#### TO DO
Reproduce the listing verbatim from its first line through the line containing "[129,39,197,81]", including both of those lines.

--- Start of DATA SHOWN ---

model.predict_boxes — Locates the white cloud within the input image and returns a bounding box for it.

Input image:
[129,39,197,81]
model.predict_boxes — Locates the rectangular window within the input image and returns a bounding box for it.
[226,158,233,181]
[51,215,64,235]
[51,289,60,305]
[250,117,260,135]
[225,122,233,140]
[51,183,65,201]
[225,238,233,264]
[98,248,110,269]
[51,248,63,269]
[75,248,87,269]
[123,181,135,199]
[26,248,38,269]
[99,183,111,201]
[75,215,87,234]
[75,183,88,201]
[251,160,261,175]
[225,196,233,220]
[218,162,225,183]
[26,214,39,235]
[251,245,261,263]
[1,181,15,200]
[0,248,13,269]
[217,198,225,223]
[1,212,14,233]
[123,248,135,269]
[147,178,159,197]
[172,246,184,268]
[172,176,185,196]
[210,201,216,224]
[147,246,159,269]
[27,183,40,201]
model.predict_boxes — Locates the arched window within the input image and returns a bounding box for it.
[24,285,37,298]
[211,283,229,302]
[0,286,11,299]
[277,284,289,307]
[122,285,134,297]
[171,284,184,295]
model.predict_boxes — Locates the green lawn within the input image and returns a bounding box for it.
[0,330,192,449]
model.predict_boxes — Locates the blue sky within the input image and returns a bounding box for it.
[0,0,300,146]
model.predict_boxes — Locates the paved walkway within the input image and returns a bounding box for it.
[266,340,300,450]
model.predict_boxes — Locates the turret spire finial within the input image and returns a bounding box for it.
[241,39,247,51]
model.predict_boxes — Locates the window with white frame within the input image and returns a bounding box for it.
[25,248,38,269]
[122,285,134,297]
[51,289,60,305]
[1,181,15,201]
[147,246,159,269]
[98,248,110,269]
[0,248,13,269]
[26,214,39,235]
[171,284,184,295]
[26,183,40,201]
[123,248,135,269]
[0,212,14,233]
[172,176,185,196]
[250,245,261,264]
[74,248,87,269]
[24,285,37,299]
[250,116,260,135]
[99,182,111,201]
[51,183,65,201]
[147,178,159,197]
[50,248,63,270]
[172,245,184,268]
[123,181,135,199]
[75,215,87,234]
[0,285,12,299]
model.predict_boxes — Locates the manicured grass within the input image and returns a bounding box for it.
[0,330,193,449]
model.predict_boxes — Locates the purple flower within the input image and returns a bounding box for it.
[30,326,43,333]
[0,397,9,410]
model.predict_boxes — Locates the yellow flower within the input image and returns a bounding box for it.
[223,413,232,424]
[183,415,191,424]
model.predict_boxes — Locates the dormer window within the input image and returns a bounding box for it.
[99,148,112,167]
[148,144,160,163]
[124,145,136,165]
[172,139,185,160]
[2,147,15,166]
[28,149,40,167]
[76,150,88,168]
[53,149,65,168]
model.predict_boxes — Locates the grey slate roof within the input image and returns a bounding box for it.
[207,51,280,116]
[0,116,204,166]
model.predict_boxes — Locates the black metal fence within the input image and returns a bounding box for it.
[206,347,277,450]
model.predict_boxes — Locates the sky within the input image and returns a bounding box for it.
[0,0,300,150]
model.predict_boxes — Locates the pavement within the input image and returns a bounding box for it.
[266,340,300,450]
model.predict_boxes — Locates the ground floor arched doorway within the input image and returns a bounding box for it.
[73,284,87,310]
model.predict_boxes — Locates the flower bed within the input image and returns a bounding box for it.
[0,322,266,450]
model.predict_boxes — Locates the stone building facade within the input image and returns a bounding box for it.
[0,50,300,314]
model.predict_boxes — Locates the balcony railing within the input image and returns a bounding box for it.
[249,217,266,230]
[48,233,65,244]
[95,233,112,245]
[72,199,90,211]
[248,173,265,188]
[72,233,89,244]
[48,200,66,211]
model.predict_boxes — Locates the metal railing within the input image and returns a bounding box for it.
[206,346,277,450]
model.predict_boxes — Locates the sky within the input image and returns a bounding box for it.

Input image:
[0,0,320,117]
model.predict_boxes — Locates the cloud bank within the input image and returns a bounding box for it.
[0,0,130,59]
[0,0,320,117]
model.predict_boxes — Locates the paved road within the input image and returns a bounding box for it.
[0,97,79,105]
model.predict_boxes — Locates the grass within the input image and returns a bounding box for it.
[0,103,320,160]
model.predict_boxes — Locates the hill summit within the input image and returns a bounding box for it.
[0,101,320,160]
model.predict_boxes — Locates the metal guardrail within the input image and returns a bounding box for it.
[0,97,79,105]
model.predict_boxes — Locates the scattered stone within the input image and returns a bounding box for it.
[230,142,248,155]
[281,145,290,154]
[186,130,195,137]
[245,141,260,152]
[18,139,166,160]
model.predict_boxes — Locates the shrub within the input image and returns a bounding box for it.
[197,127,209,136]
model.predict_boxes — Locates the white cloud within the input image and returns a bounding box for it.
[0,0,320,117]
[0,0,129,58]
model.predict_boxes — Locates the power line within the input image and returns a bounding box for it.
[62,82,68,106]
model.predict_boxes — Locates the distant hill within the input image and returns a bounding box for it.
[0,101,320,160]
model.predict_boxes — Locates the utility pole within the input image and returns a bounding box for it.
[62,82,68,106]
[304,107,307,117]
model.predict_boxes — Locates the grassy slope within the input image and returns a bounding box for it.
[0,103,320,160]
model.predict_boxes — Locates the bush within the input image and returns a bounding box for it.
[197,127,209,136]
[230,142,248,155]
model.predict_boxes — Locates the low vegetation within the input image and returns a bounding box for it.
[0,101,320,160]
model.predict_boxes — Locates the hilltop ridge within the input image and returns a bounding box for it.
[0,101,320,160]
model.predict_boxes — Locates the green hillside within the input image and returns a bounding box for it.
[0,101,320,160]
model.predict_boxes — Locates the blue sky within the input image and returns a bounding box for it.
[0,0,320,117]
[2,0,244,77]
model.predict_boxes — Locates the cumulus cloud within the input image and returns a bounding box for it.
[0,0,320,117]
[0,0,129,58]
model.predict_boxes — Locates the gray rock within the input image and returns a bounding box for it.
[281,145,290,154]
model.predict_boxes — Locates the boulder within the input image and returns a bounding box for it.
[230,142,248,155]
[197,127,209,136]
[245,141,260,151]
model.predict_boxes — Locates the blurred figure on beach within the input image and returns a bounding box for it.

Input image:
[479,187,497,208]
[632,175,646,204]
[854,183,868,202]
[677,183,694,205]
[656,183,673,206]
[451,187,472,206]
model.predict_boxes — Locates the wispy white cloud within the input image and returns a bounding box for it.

--- End of DATA SHOWN ---

#### RESULT OF THE EXERCISE
model.predict_boxes — Locates the white cloud within the input image and returns a bounding box for it.

Input image:
[129,39,197,81]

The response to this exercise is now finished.